ATIVIDADE 1:
Redigite, no artigo sobre a Copa 2014, o trecho que vai de "Copa 2014, um" até "publicidade do Mineirão.".
ATIVIDADE 2:
Segundo o artigo sobre a Copa 2014, em que estádio e em que data foi disputado o amistoso entre Brasil e Chile?

Copa 2014, um gol contra a priori

Por Marcos Dionísio Medeiros Caldas


Na pelada da seleção no meio de semana [jogo amistoso entre Brasil e Chile no dia 25 de abril no Mineirão] um cartaz furou o cerco do politicamente correto e a “liberdade de expressão de Galvão” e reverberou: “Galvão, cuidado com a dengue em BH!” Fosse colocar os locais onde se deve tomar cuidado com a Dengue não caberia no cartaz nem numa faixa ou bandeira, nem mesmo em todos os locais de publicidade do Mineirão.

O cartaz também poderia dizer “Galvão cuidado com o homicídio” e aí bastaria complementar e dizer “em qualquer canto do Brasil”.

O cartaz ainda poderia dizer “Galvão cuidado com os prontos-socorros” que, ao invés de só salvarem vidas converteram-se também em diplomas da insensibilidade dos gestores brasileiros, continuadamente, mais em alguns locais do que em outros e, nesse particular, ninguém supera o Rio Grande do Norte (RN) onde faltam remédios, fio de aço e aparelhos são compartilhados por vários doentes numa comovente solidariedade e milagre médico.

Quando digo que nesse quesito o RN é insuperável é que hoje nós podemos ler pela internet jornais de todo canto e a crise, efetivamente, é nacional, mas em nenhum lugar verificou-se rebelião de pacientes com ameaças de quebra-quebra e tocar fogo em colchões ante médicos e enfermeiros correndo para atender os desvalidos , à beira de se tornarem vítimas de agressões daqueles que não tiveram suas dores mitigadas. “Vítima virando algoz”, Paulo Freire não deve ter imaginado sua consigna em tal situação, tão plena e dialeticamente explícita.

Dados de indicação de regiões:

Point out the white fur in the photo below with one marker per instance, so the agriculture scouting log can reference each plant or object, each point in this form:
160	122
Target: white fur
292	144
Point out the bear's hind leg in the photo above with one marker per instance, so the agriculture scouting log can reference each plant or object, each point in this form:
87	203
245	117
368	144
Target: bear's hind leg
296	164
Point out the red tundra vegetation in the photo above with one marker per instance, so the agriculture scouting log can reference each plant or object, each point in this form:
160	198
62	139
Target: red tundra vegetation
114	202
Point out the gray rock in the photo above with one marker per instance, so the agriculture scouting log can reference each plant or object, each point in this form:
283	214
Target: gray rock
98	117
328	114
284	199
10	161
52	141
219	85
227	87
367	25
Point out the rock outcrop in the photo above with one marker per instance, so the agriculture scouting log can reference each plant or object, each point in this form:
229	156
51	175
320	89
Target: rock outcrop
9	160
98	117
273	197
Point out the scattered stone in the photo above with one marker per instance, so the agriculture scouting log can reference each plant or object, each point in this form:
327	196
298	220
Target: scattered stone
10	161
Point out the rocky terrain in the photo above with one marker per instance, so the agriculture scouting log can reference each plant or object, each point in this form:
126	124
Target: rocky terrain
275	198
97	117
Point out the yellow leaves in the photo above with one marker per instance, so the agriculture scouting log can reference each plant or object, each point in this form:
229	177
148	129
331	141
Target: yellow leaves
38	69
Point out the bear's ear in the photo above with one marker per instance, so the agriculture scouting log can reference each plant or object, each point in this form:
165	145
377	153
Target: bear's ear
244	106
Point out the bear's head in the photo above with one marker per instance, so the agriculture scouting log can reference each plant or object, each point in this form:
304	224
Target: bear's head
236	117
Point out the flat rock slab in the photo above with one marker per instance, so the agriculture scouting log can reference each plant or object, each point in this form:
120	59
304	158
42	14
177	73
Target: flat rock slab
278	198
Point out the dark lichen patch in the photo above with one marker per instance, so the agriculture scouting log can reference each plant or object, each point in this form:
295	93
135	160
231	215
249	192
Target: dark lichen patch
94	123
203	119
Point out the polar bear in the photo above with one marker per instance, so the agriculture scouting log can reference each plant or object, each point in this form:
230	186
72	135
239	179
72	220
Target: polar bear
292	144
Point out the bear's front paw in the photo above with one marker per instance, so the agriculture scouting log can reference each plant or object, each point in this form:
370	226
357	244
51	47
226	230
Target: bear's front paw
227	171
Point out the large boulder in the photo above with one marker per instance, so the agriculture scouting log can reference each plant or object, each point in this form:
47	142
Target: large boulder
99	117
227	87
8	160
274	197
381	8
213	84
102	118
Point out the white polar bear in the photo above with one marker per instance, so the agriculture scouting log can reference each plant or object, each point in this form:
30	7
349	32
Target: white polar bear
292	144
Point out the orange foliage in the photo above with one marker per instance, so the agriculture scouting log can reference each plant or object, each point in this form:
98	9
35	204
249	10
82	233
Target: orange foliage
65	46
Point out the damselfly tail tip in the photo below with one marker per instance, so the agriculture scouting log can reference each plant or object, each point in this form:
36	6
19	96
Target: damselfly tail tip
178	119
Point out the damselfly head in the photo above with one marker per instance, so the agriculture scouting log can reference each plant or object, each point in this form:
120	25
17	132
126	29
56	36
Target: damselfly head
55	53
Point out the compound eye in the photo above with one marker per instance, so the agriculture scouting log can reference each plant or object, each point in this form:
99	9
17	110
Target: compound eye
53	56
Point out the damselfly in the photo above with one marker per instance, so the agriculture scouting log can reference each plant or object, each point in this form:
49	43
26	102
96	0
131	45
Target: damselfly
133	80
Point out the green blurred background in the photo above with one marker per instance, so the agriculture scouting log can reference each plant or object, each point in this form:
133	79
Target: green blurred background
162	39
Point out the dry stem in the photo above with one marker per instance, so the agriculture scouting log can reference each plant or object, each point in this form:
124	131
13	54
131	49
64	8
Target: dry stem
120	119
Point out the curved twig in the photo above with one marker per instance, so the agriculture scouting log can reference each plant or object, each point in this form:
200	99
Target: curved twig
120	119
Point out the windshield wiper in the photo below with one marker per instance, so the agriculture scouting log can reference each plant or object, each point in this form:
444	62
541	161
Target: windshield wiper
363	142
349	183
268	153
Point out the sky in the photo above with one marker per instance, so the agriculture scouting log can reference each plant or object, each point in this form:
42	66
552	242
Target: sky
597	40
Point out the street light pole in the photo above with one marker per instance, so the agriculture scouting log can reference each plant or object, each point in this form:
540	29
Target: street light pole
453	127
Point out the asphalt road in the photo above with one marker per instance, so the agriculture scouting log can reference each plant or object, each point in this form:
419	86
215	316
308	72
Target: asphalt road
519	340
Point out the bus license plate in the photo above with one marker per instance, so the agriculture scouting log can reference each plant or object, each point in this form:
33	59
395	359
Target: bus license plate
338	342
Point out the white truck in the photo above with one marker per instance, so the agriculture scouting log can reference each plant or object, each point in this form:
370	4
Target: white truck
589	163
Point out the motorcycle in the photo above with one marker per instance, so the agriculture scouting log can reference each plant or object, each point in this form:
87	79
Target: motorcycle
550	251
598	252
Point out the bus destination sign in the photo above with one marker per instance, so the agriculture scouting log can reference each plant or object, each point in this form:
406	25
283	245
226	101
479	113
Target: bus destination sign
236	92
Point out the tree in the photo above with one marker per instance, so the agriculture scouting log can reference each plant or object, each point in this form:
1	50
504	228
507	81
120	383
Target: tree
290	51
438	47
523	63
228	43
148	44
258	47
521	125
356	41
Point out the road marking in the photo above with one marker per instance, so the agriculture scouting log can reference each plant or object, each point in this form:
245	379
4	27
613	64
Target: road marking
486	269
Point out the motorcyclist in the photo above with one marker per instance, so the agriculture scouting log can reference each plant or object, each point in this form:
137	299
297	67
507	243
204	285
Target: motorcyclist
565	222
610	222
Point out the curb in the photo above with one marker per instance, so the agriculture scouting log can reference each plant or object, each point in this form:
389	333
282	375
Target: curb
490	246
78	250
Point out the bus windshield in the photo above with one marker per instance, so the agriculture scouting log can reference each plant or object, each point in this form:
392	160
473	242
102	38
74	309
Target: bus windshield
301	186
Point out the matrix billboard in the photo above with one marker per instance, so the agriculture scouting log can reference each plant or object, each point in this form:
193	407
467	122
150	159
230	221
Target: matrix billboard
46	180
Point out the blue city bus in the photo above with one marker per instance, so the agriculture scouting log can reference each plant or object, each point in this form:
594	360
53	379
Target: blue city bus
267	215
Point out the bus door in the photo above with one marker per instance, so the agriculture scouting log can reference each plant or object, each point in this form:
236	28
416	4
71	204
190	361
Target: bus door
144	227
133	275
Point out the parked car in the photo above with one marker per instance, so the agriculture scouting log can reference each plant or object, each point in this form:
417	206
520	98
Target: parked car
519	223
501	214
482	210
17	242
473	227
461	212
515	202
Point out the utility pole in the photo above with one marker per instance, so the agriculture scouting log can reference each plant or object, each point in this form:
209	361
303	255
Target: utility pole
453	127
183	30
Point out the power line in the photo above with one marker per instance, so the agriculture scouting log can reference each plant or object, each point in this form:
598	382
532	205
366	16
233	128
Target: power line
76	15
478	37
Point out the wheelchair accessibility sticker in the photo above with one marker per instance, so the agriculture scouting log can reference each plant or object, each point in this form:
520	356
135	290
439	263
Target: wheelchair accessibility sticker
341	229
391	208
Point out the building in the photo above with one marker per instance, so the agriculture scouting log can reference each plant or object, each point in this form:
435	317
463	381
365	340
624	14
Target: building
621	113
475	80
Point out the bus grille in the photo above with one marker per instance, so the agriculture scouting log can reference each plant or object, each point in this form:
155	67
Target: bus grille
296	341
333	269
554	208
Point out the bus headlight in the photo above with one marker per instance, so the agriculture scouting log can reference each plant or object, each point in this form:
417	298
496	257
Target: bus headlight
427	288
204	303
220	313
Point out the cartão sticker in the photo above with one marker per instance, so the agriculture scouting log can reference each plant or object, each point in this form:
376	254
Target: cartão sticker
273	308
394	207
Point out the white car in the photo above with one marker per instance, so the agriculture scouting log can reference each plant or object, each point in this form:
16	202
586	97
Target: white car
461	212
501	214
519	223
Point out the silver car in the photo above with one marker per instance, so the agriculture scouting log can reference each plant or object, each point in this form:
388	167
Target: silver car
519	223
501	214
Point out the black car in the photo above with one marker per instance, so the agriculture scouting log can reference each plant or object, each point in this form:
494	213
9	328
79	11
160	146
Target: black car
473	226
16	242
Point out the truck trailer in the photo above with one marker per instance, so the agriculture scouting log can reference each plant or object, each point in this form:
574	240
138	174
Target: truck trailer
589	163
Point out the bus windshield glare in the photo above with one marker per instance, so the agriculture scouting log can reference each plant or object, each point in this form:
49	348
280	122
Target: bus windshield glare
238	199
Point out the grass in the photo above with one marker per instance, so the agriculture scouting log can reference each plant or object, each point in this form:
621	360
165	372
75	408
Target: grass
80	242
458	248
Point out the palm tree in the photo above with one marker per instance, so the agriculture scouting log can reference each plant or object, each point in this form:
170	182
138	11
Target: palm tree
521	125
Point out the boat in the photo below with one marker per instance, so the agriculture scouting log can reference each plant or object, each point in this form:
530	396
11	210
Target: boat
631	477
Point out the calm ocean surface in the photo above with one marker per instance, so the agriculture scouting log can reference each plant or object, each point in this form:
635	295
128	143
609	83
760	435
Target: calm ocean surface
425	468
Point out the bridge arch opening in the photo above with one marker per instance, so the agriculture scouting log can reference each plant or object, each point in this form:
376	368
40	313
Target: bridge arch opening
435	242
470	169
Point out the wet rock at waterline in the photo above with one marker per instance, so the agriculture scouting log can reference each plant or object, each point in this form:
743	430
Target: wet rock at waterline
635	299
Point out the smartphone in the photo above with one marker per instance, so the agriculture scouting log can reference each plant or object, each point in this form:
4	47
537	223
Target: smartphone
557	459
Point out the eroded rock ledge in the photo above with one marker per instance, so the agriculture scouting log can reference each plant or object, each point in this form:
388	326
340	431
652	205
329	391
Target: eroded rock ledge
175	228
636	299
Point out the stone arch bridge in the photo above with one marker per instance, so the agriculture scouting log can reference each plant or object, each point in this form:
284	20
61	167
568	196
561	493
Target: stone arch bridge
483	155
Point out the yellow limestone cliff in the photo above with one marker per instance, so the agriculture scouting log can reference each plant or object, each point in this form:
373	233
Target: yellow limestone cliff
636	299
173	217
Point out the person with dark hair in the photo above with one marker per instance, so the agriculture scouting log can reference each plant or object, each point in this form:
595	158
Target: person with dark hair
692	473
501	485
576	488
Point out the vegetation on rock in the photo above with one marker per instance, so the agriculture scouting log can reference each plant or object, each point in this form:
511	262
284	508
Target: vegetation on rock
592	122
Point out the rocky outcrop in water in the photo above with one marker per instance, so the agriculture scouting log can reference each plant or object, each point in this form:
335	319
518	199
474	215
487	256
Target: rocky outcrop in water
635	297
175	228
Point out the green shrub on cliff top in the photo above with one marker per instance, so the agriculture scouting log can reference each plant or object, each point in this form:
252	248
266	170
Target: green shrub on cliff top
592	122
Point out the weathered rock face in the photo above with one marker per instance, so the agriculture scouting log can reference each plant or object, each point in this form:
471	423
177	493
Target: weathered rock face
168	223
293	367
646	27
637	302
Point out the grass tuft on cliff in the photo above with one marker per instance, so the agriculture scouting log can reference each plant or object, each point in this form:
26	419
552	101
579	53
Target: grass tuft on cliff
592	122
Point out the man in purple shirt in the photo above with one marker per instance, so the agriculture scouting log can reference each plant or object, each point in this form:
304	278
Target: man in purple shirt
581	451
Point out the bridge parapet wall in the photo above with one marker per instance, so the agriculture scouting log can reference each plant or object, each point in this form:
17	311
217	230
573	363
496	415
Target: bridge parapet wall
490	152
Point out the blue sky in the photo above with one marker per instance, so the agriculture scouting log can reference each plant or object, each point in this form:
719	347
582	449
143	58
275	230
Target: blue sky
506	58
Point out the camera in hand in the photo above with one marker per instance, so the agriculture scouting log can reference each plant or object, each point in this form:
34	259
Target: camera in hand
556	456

SOLUÇÃO DA TAREFA 1:
Copa 2014, um gol contra a priori

Por Marcos Dionísio Medeiros Caldas


Na pelada da seleção no meio de semana [jogo amistoso entre Brasil e Chile no dia 25 de abril no Mineirão] um cartaz furou o cerco do politicamente correto e a “liberdade de expressão de Galvão” e reverberou: “Galvão, cuidado com a dengue em BH!” Fosse colocar os locais onde se deve tomar cuidado com a Dengue não caberia no cartaz nem numa faixa ou bandeira, nem mesmo em todos os locais de publicidade do Mineirão.

SOLUÇÃO DA TAREFA 2:
No Mineirão, no dia 25 de abril.